* start DOCUMENT EXTRACT *

4

There are similar questions to this like list search but this question is focused on finding at subset of dates in DateList format within a range of specified dates from the original key list. The actual list of events is large at ~300,000 x 60 table covering 18 months of activities. The dates are indexed but this maybe not the best approach for find the subset items. I have generated a sample set of the same format using

sampledata = Table[DateString[DatePlus[DateList[][[1 ;; 3]],
  RandomInteger[547]], {"Month",",", "Day", ",", "Year"}], {i, 2000}];

I am attempting to use the keys from position index to

dates = PositionIndex[ DateList[{#, {"Month", "Day", "Year"}}][[1 ;; 3]] & /@ sampledata]

but the search method may be too slow to embed in a Manipulate loop with the date limits dynamically selected from the keys to display the other data associated with the dates.

upperlimit = {2015, 1, 30};
lowerlimit = {2015, 1, 15};

datekeys = Flatten[Position[(DateDifference[#, upperlimit ] > Quantity[0, "Days"] 
&& DateDifference[#, lowerlimit] < Quantity[0, "Days"]) & /@ dates, True]]

selecteddates = Sort[Flatten[dateindex[dates[[#]]] & /@ datekeys]]

Gives the index of the original data list

sampledata[[selecteddates]] 

I chose this method to generate the date index outside of the Manipulate call since the other functions are fast. Any suggestions on how to speed up the process?

ex-kiwi
  • 157
  • 5

2 Answers2

1

Try working with DateObjects instead of strings from DateString.

sampleDates = 
  DateObject[(FromDigits /@ StringSplit[#, ","])[[{3, 1, 2}]]] & /@ sampledata;

{upperlimit, lowerlimit} = 
  DateObject/@ {{2017, 1, 30}, {2017, 1, 1}};

With everything as DateObjects the matching does not need to translate from a string into a date for every comparison. Now operators like Between can be used directly.

selecteddates = 
  Flatten[Position[sampleDates, #] & /@ 
    Select[sampleDates, Between[{lowerlimit, upperlimit}]]];

sampledata[[selecteddates]]

If you want to view dates in that particular format then use the DataFormat option of DateObject.

Hope this helps.

Edmund
  • 42,267
  • 3
  • 51
  • 143
  • I tried Parallelize@Select to try and speed it up but it doesn't help as it does not parallel select. – Edmund Dec 02 '15 at 09:25
0

Adapting Edmund's answer to Dataset - given sampleDates:

ds = Dataset[sampleDates][
 Select[Between[DateObject@{{2017, 1, 1}, {2017, 1, 30}}]]]

Then, can easily post process, eg, makeshift calendar:

ds[GroupBy[DateValue[#, "Week"] &] /* KeySort, Sort]

enter image description here

Who knows why Jan 1 is in week 52.

alancalvitti
  • 15,143
  • 3
  • 27
  • 92

* end DOCUMENT EXTRACT *

## STATED EXERCISE 1
From the records below, pick out every line containing the string "earring" and copy each one in full.

* start MATERIAL FOR THIS TASK *

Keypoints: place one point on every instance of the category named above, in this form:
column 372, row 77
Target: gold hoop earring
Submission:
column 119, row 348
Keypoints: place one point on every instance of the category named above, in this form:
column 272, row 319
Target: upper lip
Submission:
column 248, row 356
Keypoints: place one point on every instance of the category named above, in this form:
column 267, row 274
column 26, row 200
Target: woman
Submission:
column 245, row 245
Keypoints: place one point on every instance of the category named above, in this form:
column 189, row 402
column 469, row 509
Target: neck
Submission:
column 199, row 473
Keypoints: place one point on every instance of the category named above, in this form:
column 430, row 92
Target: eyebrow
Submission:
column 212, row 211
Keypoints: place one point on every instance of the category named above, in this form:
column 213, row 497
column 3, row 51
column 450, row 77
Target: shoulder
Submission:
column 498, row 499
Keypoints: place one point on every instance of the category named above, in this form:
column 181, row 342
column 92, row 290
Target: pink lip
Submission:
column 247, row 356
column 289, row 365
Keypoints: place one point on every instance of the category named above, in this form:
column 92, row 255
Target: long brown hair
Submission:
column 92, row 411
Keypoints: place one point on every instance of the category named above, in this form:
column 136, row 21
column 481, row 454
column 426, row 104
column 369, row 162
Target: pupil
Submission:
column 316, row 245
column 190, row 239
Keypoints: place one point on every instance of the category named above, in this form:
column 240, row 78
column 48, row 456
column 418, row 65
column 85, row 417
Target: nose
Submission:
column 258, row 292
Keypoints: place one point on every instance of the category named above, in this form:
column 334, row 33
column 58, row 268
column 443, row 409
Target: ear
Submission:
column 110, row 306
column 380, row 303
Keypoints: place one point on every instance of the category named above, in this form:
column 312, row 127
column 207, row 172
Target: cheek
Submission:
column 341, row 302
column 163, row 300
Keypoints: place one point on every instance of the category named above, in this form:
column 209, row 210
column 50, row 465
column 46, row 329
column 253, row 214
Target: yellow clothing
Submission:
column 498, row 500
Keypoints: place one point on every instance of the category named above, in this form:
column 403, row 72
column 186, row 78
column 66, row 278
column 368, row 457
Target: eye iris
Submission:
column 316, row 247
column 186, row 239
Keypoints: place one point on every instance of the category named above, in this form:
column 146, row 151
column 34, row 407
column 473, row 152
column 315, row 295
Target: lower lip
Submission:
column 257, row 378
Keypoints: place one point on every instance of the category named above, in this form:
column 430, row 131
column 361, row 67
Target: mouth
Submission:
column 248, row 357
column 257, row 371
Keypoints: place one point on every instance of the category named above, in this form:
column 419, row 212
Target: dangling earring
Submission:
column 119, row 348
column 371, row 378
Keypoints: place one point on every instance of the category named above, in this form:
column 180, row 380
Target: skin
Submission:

* end MATERIAL FOR THIS TASK *

## STATED EXERCISE 2
Write out, word for word, everything in the date-search thread above from "but the search" down to "with the dates.".

## ANSWER 1
Target: gold hoop earring
Target: dangling earring

## ANSWER 2
but the search method may be too slow to embed in a Manipulate loop with the date limits dynamically selected from the keys to display the other data associated with the dates.